### Extrait fourni
_____

Pr Charles Wondji, Dir. CRID
« Bien évidemment, les défis doivent être relevés avec empressement, au moyen de la recherche et du développement. Il est impérieux de trouver de nouveaux outils de contrôle afin de réduire davantage le fardeau des maladies à transmission vectorielle. »
Comment est-ce que vous contribués à la lutte contre les maladies à transmission vectorielle tel que le paludisme ?
J’étudie la biologie et la génétique des moustiques vecteurs du paludisme, de la dengue et d’autres maladies arbovirales. Il est question dans ce cadre de comprendre la base génétique de la résistance aux insecticides utilisée pour lutter contre les moustiques grâce à des Moustiquaires Imprégnées à Longue Durée d’Action ou à la pulvérisation intradomiciliaire à effet rémanent. Nous détectons les marqueurs de résistance dans le but de concevoir des outils de diagnostic applicables sur le terrain afin de repérer et de cartographier aisément la propagation de la résistance. Ceci permet aux programmes de contrôle de prendre des décisions fondées sur des preuves tangibles, maximisant leur efficacité. Parlant de l’importance de la recherche, du développement et de l’innovation dans la lutte contre les maladies à transmission vectorielle, il faut reconnaitre que bien qu’utiles, les outils existants sont limités dans ce qu’ils nous permettent d’accomplir. Dans le but d’atteindre la pré- ou l’élimination du paludisme, nous avons besoin des meilleurs outils pour surmonter la plasticité génétique des moustiques. Cela ne peut être fait que grâce à une recherche de qualité, à l’innovation des scientifiques et des partenaires industriels.
Pensez-vous que la COVID-19 aura un impact positif ou négatif sur le développement de nouveaux outils de lutte contre les maladies à transmission vectorielle ?

_____

Éléments du jeu de données
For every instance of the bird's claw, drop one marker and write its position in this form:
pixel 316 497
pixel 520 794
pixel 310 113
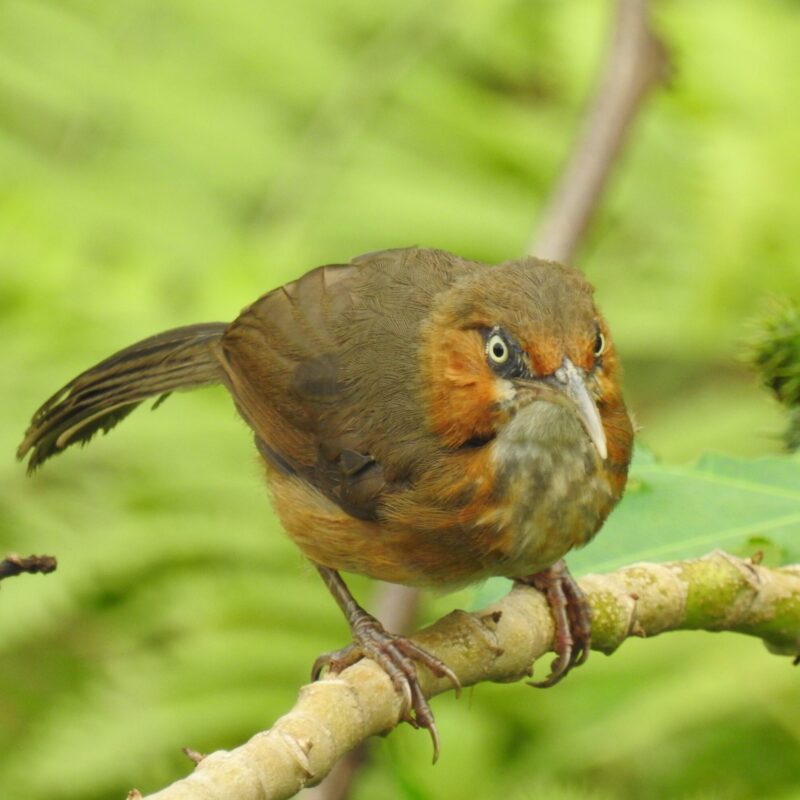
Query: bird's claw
pixel 572 619
pixel 396 656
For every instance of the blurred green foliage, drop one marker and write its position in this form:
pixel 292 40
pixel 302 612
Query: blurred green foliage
pixel 164 162
pixel 775 354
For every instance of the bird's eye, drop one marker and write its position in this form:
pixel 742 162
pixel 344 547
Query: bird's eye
pixel 497 349
pixel 599 344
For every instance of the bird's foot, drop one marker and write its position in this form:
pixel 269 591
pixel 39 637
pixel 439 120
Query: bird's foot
pixel 572 618
pixel 396 656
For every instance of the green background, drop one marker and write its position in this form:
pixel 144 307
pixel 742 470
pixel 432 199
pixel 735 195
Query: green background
pixel 163 163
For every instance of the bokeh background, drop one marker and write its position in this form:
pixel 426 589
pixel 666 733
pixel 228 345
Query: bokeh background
pixel 164 162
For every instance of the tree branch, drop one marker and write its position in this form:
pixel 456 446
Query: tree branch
pixel 637 61
pixel 13 565
pixel 715 593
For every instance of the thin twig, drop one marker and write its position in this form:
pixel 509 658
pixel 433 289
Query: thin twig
pixel 636 62
pixel 396 607
pixel 14 564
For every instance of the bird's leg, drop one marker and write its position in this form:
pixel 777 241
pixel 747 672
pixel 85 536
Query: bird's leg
pixel 572 618
pixel 394 654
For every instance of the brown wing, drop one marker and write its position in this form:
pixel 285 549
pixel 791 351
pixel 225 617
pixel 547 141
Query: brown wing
pixel 325 371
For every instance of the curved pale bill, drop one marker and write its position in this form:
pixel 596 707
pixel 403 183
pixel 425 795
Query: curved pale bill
pixel 571 382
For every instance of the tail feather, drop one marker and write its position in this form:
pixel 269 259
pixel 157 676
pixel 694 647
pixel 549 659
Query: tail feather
pixel 104 395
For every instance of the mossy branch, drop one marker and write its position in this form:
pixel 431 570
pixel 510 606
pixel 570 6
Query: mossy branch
pixel 718 592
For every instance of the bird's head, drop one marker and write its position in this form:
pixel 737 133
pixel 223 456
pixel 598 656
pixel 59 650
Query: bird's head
pixel 514 334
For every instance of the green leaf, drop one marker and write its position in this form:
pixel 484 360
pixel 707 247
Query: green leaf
pixel 675 512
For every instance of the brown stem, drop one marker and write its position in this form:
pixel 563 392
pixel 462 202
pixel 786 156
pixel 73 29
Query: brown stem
pixel 636 62
pixel 14 564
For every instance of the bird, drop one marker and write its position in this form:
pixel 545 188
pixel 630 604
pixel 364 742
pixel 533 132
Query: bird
pixel 422 419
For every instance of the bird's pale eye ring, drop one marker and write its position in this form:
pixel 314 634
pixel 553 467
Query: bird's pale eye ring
pixel 497 349
pixel 599 344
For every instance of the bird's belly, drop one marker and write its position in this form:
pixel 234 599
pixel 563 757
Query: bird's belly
pixel 554 490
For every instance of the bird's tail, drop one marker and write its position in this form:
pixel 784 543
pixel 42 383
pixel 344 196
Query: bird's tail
pixel 182 358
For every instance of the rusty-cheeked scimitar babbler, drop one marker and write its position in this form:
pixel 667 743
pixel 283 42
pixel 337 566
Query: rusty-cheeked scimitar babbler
pixel 422 418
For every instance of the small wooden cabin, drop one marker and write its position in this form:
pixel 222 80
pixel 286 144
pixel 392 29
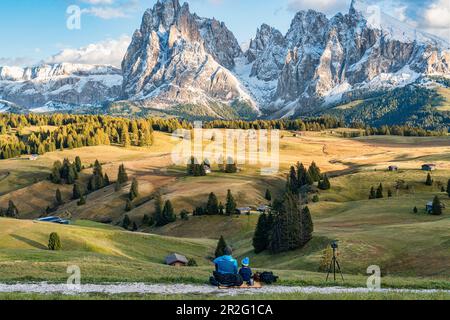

_____

### Vos tâches
**A.** Reproduisez fidèlement, dans l'entretien sur les maladies à transmission vectorielle, tout le passage allant de « Pensez-vous que la » jusqu'à « transmission vectorielle ? ».
**B.** Dans l'entretien sur les maladies à transmission vectorielle, dans quel but les marqueurs de résistance sont-ils détectés ?
**C.** Prolongez l'entretien sur les maladies à transmission vectorielle en rédigeant la suite qui vient après sa dernière phrase.

### Réponses attendues
**A.**
Pensez-vous que la COVID-19 aura un impact positif ou négatif sur le développement de nouveaux outils de lutte contre les maladies à transmission vectorielle ?

**B.** Pour concevoir des outils de diagnostic applicables sur le terrain afin de repérer et de cartographier aisément la propagation de la résistance.

**C.**
Elle pourrait avoir un impact dans les deux sens, positivement en permettant de générer de nouveaux outils qui seront transférés à la lutte contre les maladies à transmission vectorielle notamment en termes de capacité génomique ou encore de technologies vaccinales. L’incidence négative pourrait être celle des restrictions de déplacements, l’accès aux sites de terrain empêchant ou limitant l’expérimentation de nouveaux outils. Bien évidemment, les défis doivent être résolus en toute urgence par la recherche et le développement. Il est plus qu’urgent de trouver de nouveaux outils de contrôle pour réduire davantage le fardeau des maladies à transmission vectorielle. Le risque de ne pas le faire, c’est que nous pourrions même perdre l’efficacité des outils actuels à cause de la résistance et du changement de comportement des moustiques. Il devient nécessaire d’avoir une longueur d’avance sur eux dans cette course. Si nous voulons parler des innovations les plus prometteuses à cette heure, il serait important de dire que de nouveaux insecticides à mode d’action sont en préparation pour aider à lutter contre la résistance des moustiques ; des outils innovants tels que le forçage génétique font de bons progrès et pourraient aider à lutter efficacement contre les moustiques dans un futur proche et lointain.
Comment faire en sorte que les innovations antipaludiques atteignent les personnes qui en ont le plus besoin ?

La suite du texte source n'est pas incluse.